▶ _抜粋_
━━━━━━━━━━━━━━━━
城南進学研究社<4720>は東京・神奈川を地盤とする総合教育ソリューション企業。大学受験の「城南予備校」から出発し、社会環境の変化に対応して小中学生や乳幼児へと教育サービス領域を拡大してきた。子会社では、保育園や学童保育の運営、社会人向け英語教育サービスなども展開している。一生を通じた一人ひとりの主体的な学びを支援し、たくましい知性としなやかな感性を育む能力開発のリーディングカンパニーを目指している。

1. 2023年3月期第2四半期累計業績は個別指導部門の低迷により減収減益に
2023年3月期第2四半期累計(2022年4月-9月)の連結業績は、売上高で前年同期比5.5%減の3,064百万円、営業利益で同94.8%減の5百万円と会社計画(売上高3,231百万円、営業利益77百万円)を下回った。売上高はデジタル教材・ソリューション部門や保育園、スポーツクラブ子会社で増収となったものの、主力の個別指導部門が受験学年を中心とした生徒数の減少や生徒当たり売上単価の低下により、同22.4%減と大きく落ち込んだことが減収要因となった。売上減により減益となったが、人件費や地代家賃、その他経費の削減等に取り組んだことで営業利益は黒字を確保した。

2. 2023年3月期は収益構造改革の継続により黒字確保を目指す
2023年3月期の業績は売上高で前期比1.2%増の6,328百万円、営業利益で同222.8%増の252百万円と期初計画を据え置いたものの、第2四半期までの進捗状況からすると下振れする可能性がある。ただ、引き続き経費削減に取り組むことで黒字は確保する見込みだ。売上高は、デジタル教材・ソリューション部門や算数専門の「りんご塾※」、保育園などの増収が見込める一方で、個別指導部門が減収となる見通し。ただ、個別指導部門では2024年3月期以降の成長を見据えて、非受験学年の生徒獲得に注力しており、直近では入塾生徒数も小学生を中心に増加傾向となっている。また、顧客満足度の向上に取り組んできたことで、退塾率も前年同期比で数ポイント改善するなど明るい兆しが見え始めている。また、デジタル教材については、オンライン学習システム「デキタス」が経済産業省主催の「未来の教室」実証事業に3年連続で採択されたほか(計画には含まず)、2023年から家電量販店でパッケージ商品として販売を開始する予定となっており、個別指導部門の下振れ分をある程度カバーするものと期待される。
━━━━━━━━━━━━━━━━
▶ _記録一覧_
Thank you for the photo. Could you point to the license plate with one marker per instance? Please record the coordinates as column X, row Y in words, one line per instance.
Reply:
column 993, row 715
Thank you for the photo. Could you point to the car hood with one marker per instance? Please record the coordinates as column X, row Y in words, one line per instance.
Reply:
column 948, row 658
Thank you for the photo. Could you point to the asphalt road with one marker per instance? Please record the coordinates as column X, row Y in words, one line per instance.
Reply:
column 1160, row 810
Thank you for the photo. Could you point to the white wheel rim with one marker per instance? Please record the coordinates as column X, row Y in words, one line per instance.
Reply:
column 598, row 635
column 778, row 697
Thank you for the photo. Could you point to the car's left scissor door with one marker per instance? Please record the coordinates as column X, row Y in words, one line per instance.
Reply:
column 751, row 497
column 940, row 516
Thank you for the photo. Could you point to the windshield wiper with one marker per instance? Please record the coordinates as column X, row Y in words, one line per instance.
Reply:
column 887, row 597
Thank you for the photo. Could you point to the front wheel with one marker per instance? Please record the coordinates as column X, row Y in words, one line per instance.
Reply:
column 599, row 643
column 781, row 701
━━━━━━━━━━━━━━━━
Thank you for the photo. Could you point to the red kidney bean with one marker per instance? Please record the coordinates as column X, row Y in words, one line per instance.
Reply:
━━━━━━━━━━━━━━━━
▶ _課題 A_
城南進学研究社の業績に関する抜粋について答えてください。
(i) 同社はどの地域を地盤としていますか。
(ii) 2023年3月期第2四半期累計の連結売上高はいくらでしたか。
(iii) 「デキタス」は2023年からどこで販売を開始する予定ですか。
▶ _課題 B_
城南進学研究社の業績に関する抜粋の続きを、最後の文の後から書いてください。

▶ _解答 A_
(i) 東京・神奈川
(ii) 3,064百万円(前年同期比5.5%減)
(iii) 家電量販店(パッケージ商品として)

▶ _解答 B_
※「りんご塾」は算数オリンピック対策に特化した専門塾。算数オリンピックとは、小学生以下の子どもを対象とするコンテストで、1992年より毎年開催されており、「日本数学オリンピック」参加選手の登竜門ともなっている、算数を共通語に思考力と独創性を競う大会。


3. 2024年3月期以降の成長に向け経営基盤を再構築
2021年3月期からスタートした3ヶ年の中期経営計画では、「学びの個別最適化」の追求、「教育ソリューション事業」の戦略的展開、付加価値の高い「幼少教育事業」の確立、「収益構造改革」の断行、「クレド経営」に基づく人財育成の5つを基本戦略として掲げ、再成長に向けた経営基盤の再構築(黒字化体質への転換)を図る期間と位置付けてきた。進捗状況は、新型コロナウイルス感染症拡大(以下、コロナ禍)の影響が一部の事業で続いているほか個別指導部門の売上低調が続いたものの、「収益構造改革」による筋肉体質への転換は順調に進んでいるものと評価される。今後はいかに売上成長を実現し、利益率を向上していくかが課題となる。同社では今まで蓄積してきたノウハウを全ブランドに浸透させ、ICTも活用しながら業務効率の向上と売上拡大を図っていくほか、また、教育ソリューション事業を拡大していくことで収益性の向上を目指していく。教育ソリューション事業では、「デキタス」や「くぼた式育児法※」のグループ外への拡販を推進していく。「くぼた式育児法」については、園児獲得のためのキラーコンテンツとして需要が見込まれる。個別指導部門では、「学びの個別最適化」による学力向上(=顧客満足度の向上)に加えて、「りんご塾」を「城南コベッツ」に併設していくことで小学生の生徒獲得につなげ再成長を目指す。そのほか、2022年8月に学研ホールディングス<9470>と業務提携を発表し(12月に資本業務提携に発展)、今後両社の持つコンテンツやノウハウを共有しながら、乳幼児から社会人まで幅広い教育サービスでシナジーを創出すべく協議を進めていく考えだ。2024年3月期以降はこうした取り組みの効果が顕在化し、収益も成長軌道に復帰するものと期待される。

※記憶力・思考力・判断力といった「考える力」に影響する重要な脳の領域である「前頭連合野」を0歳から徹底して鍛えることで、自発的に考え、行動し、問題解決能力を持った人へと成長させるための土台を築く育脳プログラム。


■Key Points
・2023年3月期第2四半期累計業績は減収減益となるも、収益構造改革の効果で営業利益は黒字を確保
・2023年3月期も固定費削減効果により増益基調が続く見通し
・収益構造改革にほぼ目途が付き、戦略的提携も推進しながら2024年3月期以降の再成長を目指す

(執筆:フィスコ客員アナリスト 佐藤 譲)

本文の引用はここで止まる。